• Excerpted records:

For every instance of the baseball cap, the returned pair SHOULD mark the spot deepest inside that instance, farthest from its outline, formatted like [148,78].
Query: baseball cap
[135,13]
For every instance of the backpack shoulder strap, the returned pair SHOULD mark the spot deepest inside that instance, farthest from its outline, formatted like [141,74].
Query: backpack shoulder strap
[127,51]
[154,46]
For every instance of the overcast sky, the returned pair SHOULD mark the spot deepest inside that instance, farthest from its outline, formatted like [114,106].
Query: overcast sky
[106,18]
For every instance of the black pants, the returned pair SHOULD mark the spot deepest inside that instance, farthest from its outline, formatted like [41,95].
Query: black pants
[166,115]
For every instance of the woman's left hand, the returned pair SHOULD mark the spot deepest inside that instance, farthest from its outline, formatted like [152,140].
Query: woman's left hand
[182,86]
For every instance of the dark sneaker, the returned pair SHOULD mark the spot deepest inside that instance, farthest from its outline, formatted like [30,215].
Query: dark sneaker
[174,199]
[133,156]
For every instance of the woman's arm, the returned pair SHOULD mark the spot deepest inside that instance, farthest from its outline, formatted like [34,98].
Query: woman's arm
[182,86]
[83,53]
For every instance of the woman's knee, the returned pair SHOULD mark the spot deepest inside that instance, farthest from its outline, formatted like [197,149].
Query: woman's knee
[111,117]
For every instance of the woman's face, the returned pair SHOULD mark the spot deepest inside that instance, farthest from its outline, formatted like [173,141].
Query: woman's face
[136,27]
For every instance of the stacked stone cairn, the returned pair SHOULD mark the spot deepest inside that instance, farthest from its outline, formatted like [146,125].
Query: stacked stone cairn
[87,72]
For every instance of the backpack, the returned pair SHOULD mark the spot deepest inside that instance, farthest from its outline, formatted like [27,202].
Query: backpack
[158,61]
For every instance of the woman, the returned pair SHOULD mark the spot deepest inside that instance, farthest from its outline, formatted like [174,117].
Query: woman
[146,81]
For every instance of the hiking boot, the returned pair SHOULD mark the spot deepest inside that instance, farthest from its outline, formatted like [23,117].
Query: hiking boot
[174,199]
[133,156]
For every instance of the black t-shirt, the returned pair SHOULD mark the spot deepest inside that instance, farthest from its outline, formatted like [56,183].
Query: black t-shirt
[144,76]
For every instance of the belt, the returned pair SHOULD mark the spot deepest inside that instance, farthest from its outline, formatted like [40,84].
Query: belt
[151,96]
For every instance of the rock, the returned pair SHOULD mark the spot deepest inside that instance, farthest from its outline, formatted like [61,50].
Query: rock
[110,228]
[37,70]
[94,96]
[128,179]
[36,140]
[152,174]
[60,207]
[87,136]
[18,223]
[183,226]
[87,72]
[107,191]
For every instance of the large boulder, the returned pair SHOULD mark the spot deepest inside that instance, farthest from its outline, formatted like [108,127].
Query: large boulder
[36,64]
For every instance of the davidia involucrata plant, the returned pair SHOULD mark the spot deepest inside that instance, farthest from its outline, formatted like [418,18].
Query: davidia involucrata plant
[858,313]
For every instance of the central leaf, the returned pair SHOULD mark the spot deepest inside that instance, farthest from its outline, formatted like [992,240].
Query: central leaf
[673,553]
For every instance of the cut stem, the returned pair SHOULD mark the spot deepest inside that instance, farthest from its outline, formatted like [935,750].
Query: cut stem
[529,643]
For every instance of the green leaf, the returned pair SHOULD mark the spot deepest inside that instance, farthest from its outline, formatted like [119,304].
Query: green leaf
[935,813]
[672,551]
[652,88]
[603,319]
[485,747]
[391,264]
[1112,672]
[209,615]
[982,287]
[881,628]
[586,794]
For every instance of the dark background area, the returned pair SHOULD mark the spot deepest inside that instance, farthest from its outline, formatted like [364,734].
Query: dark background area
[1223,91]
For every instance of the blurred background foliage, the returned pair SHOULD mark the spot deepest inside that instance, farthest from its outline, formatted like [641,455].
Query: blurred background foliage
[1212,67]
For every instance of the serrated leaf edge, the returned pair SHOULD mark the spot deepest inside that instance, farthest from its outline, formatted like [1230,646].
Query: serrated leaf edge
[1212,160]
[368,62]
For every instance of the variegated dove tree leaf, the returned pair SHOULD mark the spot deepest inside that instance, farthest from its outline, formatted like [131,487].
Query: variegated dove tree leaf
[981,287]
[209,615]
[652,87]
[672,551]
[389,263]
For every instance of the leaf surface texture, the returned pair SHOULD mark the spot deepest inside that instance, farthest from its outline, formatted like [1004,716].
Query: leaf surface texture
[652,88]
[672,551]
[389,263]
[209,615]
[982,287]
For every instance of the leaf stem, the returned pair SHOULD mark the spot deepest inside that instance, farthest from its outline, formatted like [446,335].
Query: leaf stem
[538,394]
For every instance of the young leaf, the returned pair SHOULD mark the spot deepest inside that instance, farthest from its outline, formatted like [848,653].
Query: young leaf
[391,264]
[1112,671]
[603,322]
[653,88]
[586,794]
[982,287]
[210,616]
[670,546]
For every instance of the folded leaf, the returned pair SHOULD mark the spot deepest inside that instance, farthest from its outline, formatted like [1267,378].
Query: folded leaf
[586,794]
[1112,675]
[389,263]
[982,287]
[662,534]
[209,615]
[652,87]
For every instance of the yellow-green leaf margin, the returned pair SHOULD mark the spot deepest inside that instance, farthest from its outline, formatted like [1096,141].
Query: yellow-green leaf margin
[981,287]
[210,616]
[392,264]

• Task to carry out: Repeat all of the material, exactly as it reads.

• Answer to the problem:
For every instance of the baseball cap, the returned pair SHOULD mark the spot deepest inside that instance, farthest from its outline, formatted like [148,78].
Query: baseball cap
[135,13]
For every instance of the backpack shoulder strap, the returned pair SHOULD mark the spot deepest inside that instance, farthest from its outline, formatted like [141,74].
Query: backpack shoulder strap
[127,51]
[154,46]
For every instance of the overcast sky, the returned pair SHOULD mark the spot deepest inside that instance, farthest from its outline, formatted like [114,106].
Query: overcast sky
[106,18]
For every instance of the black pants, the returned pair SHOULD mark the spot deepest inside that instance, farthest from its outline, formatted like [41,95].
Query: black pants
[166,115]
For every instance of the woman's left hand, the returned pair SHOULD mark the spot deepest inside that instance, farthest from its outline, formatted like [152,140].
Query: woman's left hand
[182,86]
For every instance of the dark sneaker, the returned pair SHOULD mark the spot deepest inside that instance, farthest from its outline, formatted like [30,215].
Query: dark sneaker
[174,199]
[133,156]
For every instance of the woman's arm, the returned pair SHOULD mark the spot deepest inside that instance, farthest from its outline, formatted like [34,98].
Query: woman's arm
[182,86]
[83,53]
For every instance of the woman's knee, the returned pair SHOULD mark the spot deepest inside that instance, farthest from its outline, formatted like [197,149].
Query: woman's knee
[111,117]
For every instance of the woman's face, the returned pair SHOULD mark the spot deepest inside that instance, farthest from its outline, formatted like [173,141].
Query: woman's face
[136,27]
For every instance of the stacked stone cairn, the returned pair SHOULD mark the spot deepest inside that instance, farthest from its outline, formatted like [146,125].
Query: stacked stone cairn
[87,72]
For every instance of the backpack, the returned pair SHOULD mark the spot deepest inside that instance, farthest from its outline, formatted like [27,202].
Query: backpack
[158,61]
For every instance of the woman, the returned pair SHOULD mark the spot deepest inside that instance, farthest from its outline, formatted like [174,117].
Query: woman
[146,81]
For every instance of the hiking boot, the returned pair SHOULD mark the spot deepest inside that instance, farthest from its outline, formatted like [23,117].
Query: hiking boot
[174,199]
[133,156]
For every instance of the black t-shirt, the returned pair SHOULD mark the spot deepest inside that instance, farthest from its outline, formatted like [56,183].
Query: black t-shirt
[144,76]
For every instance of the belt, the returned pair SHOULD mark the spot deepest inside that instance, farthest from its outline, formatted like [40,84].
Query: belt
[151,96]
For every instance of the rock, the returned pair SHOULD mark the spot deepest inside that instance, farthest from its outline, formatted like [61,50].
Query: rock
[110,228]
[37,70]
[94,96]
[128,179]
[36,140]
[152,174]
[60,207]
[87,136]
[18,223]
[183,226]
[87,72]
[107,191]
For every instance of the large boulder, the returned pair SHOULD mark the spot deepest inside that instance, farthest from its outline, formatted like [108,127].
Query: large boulder
[36,64]
For every instance of the davidia involucrata plant, the returned pair SHOULD mark the spot deepest inside that instance, farthest from its outline, formatted like [418,18].
Query: davidia involucrata plant
[858,313]
For every instance of the central leaf, the returned pair SHOULD mark the spot deepest inside that instance, farthest from its outline, formatted like [992,240].
Query: central leaf
[673,553]
For every instance of the cut stem, the returned pair SHOULD mark the spot deepest inside that instance, farthest from its outline, formatted like [935,750].
Query: cut stem
[529,643]
For every instance of the green leaf, the returned pair SHOULD mark the spot deepest inside that instance, farthest from its outline, formatted like [119,304].
Query: green leaf
[935,813]
[672,551]
[652,88]
[603,319]
[485,747]
[391,264]
[1112,672]
[209,615]
[982,287]
[881,628]
[586,794]
For every instance of the dark background area, the returned pair SHOULD mark the spot deepest inside that instance, farthest from its outline, formatted like [364,734].
Query: dark background area
[1223,91]
For every instance of the blurred background foliage, the returned pair SHOULD mark the spot deepest inside that instance, farthest from its outline, formatted like [641,455].
Query: blurred background foliage
[1212,67]
For every instance of the serrated leaf edge, the returned pair SHOULD mark the spot deepest inside that instance, farthest from its outline, formatted like [1230,646].
Query: serrated leaf edge
[1212,160]
[368,62]
For every instance of the variegated dove tree leaf, the returned pair SHOULD mark the spot deepest inside that instance, farthest from its outline, formatted like [131,487].
Query: variegated dove tree leaf
[981,287]
[209,615]
[652,87]
[672,551]
[389,263]
For every instance of the leaf surface texture, the returned pair SHOULD mark the spot deepest inside that instance, farthest from its outline, formatted like [1004,716].
Query: leaf surface texture
[652,88]
[672,551]
[389,263]
[209,615]
[982,287]
For every instance of the leaf stem, the returned pair SHOULD mark the spot deepest inside that instance, farthest from its outline, formatted like [446,335].
Query: leaf stem
[538,394]
For every instance of the young leaf, the returned pair SHOULD mark the spot deepest inside that instance, farthest from its outline, formatted like [848,653].
Query: young leaf
[391,264]
[1112,671]
[603,322]
[653,88]
[586,794]
[982,287]
[210,616]
[670,546]
For every instance of the folded leaf, the returned pair SHOULD mark the spot deepest inside that instance, farthest from its outline, formatted like [1267,378].
Query: folded leaf
[586,794]
[1112,675]
[389,263]
[982,287]
[662,534]
[209,615]
[652,87]
For every instance of the yellow-green leaf margin, the returned pair SHOULD mark the spot deepest inside that instance, farthest from its outline, formatted like [1096,141].
Query: yellow-green leaf margin
[981,287]
[210,616]
[392,264]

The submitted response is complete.